To do
Starting with the line that contains "the player's outstretched", copy every line through the end of the listing, exactly and only those. No pictures should appear in the copy.

Supplied data

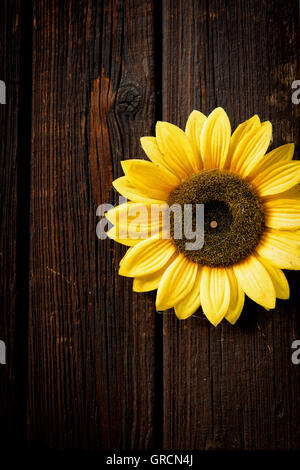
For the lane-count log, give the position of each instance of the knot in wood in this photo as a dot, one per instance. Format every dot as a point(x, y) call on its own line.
point(129, 99)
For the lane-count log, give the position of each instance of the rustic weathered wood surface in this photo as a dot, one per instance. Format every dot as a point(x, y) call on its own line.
point(90, 364)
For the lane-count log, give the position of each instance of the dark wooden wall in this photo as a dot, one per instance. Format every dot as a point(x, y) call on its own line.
point(90, 365)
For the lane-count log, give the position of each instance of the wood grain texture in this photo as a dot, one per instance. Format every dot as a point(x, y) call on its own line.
point(91, 353)
point(10, 156)
point(233, 387)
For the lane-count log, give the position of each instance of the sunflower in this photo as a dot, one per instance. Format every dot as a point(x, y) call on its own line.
point(251, 216)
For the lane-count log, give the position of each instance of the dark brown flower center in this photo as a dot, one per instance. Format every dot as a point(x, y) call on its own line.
point(233, 217)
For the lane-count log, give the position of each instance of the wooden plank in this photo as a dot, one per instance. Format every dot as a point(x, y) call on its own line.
point(232, 387)
point(91, 356)
point(14, 157)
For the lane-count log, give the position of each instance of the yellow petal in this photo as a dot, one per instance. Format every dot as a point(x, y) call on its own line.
point(279, 280)
point(146, 257)
point(191, 302)
point(114, 235)
point(151, 281)
point(124, 187)
point(280, 248)
point(282, 213)
point(237, 298)
point(214, 293)
point(155, 181)
point(255, 281)
point(251, 149)
point(176, 282)
point(215, 140)
point(136, 220)
point(193, 130)
point(150, 147)
point(277, 178)
point(283, 154)
point(177, 149)
point(241, 131)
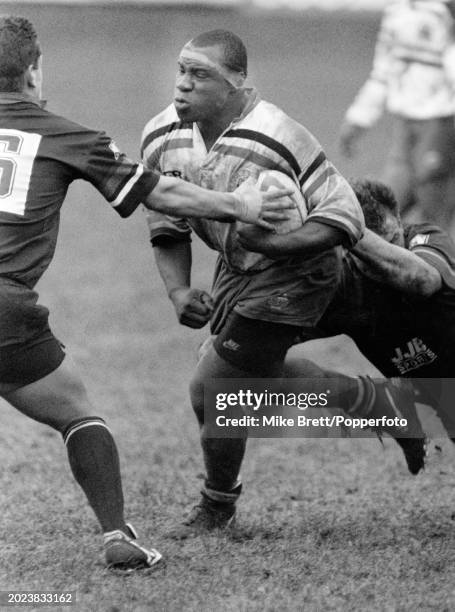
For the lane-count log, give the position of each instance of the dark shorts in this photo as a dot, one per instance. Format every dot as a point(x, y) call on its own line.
point(28, 349)
point(254, 345)
point(292, 292)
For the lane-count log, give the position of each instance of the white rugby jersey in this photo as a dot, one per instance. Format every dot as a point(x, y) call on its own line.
point(263, 137)
point(413, 71)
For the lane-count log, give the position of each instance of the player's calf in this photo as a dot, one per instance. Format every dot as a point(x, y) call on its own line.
point(391, 402)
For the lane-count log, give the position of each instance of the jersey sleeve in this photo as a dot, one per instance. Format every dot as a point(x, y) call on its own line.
point(436, 247)
point(123, 182)
point(160, 226)
point(370, 102)
point(330, 199)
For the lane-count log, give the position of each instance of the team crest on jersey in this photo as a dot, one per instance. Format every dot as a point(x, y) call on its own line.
point(415, 355)
point(425, 32)
point(419, 239)
point(115, 150)
point(239, 178)
point(174, 173)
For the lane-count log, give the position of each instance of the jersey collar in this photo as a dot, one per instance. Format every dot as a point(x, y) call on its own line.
point(13, 97)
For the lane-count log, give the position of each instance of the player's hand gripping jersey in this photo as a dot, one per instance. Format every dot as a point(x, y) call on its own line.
point(414, 65)
point(263, 137)
point(40, 155)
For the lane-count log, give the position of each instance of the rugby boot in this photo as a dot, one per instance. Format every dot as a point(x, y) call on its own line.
point(124, 555)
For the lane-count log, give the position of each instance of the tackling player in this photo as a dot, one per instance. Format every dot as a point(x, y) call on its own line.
point(413, 78)
point(216, 133)
point(397, 301)
point(40, 155)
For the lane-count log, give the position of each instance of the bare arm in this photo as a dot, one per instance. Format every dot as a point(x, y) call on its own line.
point(396, 266)
point(180, 198)
point(310, 239)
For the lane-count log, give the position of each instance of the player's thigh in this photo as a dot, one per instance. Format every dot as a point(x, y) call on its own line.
point(209, 368)
point(56, 399)
point(336, 354)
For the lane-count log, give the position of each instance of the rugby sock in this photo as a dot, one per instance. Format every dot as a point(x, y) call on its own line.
point(222, 498)
point(94, 461)
point(364, 398)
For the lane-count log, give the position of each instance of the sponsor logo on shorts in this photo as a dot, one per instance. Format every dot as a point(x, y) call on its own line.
point(416, 355)
point(231, 345)
point(418, 240)
point(175, 173)
point(278, 302)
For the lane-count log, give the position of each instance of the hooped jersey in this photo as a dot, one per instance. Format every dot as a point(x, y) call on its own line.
point(40, 155)
point(413, 71)
point(263, 137)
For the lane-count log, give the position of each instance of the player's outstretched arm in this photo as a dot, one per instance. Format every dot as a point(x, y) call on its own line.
point(396, 266)
point(247, 203)
point(310, 239)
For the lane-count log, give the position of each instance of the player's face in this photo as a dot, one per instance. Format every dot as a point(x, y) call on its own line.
point(201, 92)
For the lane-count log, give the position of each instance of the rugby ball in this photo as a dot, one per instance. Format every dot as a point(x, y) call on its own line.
point(273, 179)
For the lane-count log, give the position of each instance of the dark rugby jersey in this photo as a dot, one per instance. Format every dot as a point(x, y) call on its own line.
point(401, 336)
point(40, 155)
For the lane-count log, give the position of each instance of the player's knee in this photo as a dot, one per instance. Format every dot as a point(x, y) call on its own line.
point(197, 397)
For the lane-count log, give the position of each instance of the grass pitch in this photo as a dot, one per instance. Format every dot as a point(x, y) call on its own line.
point(324, 524)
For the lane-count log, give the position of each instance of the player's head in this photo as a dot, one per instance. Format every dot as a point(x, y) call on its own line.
point(212, 68)
point(20, 56)
point(380, 209)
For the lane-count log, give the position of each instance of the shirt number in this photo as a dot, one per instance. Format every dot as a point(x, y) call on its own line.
point(17, 154)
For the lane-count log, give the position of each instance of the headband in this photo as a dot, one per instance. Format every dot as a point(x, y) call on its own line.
point(233, 77)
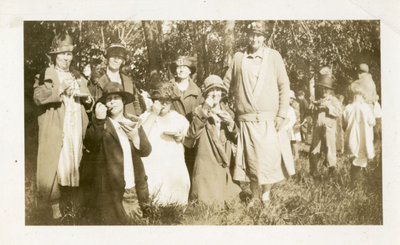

Answer to this task
For the lane-count log, give the position of each instance of the player's outstretched arm in this photo as a dot, one per instance. Format every dot as a point(x, y) call on its own line.
point(396, 266)
point(247, 203)
point(310, 239)
For the lane-count log, give the position of each instance of the player's face in this photo as a dot, one per instance. Format every dot as a point(x, y) call on its own line.
point(201, 92)
For the lane-count log, give the position of each instance of the rugby ball in this photo as a dot, one per instance. Format every dot as a point(x, y) call on its own line.
point(273, 179)
For the lane-count log, give the position of each instance of the dark rugby jersey in this photo as a dot, one per instance. Format every dot as a point(x, y) call on its own line.
point(401, 336)
point(40, 155)
For the lane-count log, give the position of each instance of the player's knee in this photo as a dot, one per instance. Format every dot as a point(x, y) call on its own line.
point(197, 397)
For the lane-count log, give the position of each instance of the grass pitch in this photo as a dot, one per instance. Format every dot as a point(x, y) call on its own line.
point(324, 524)
For the lane-count log, give the position of each instance of the player's head in this photo as a dot, one per instance. Format every dot as a point(x, y) call on its own line.
point(212, 68)
point(20, 56)
point(380, 209)
For the lane-count log, give the position of each instance of the shirt number in this photo as a dot, one per instance. Format every dot as a point(x, y) call on its own line.
point(17, 154)
For the lane-count log, give the position of each instance of the headband in this photo as a dot, one per instance. Format every dot as a point(x, y) call on its own line.
point(233, 77)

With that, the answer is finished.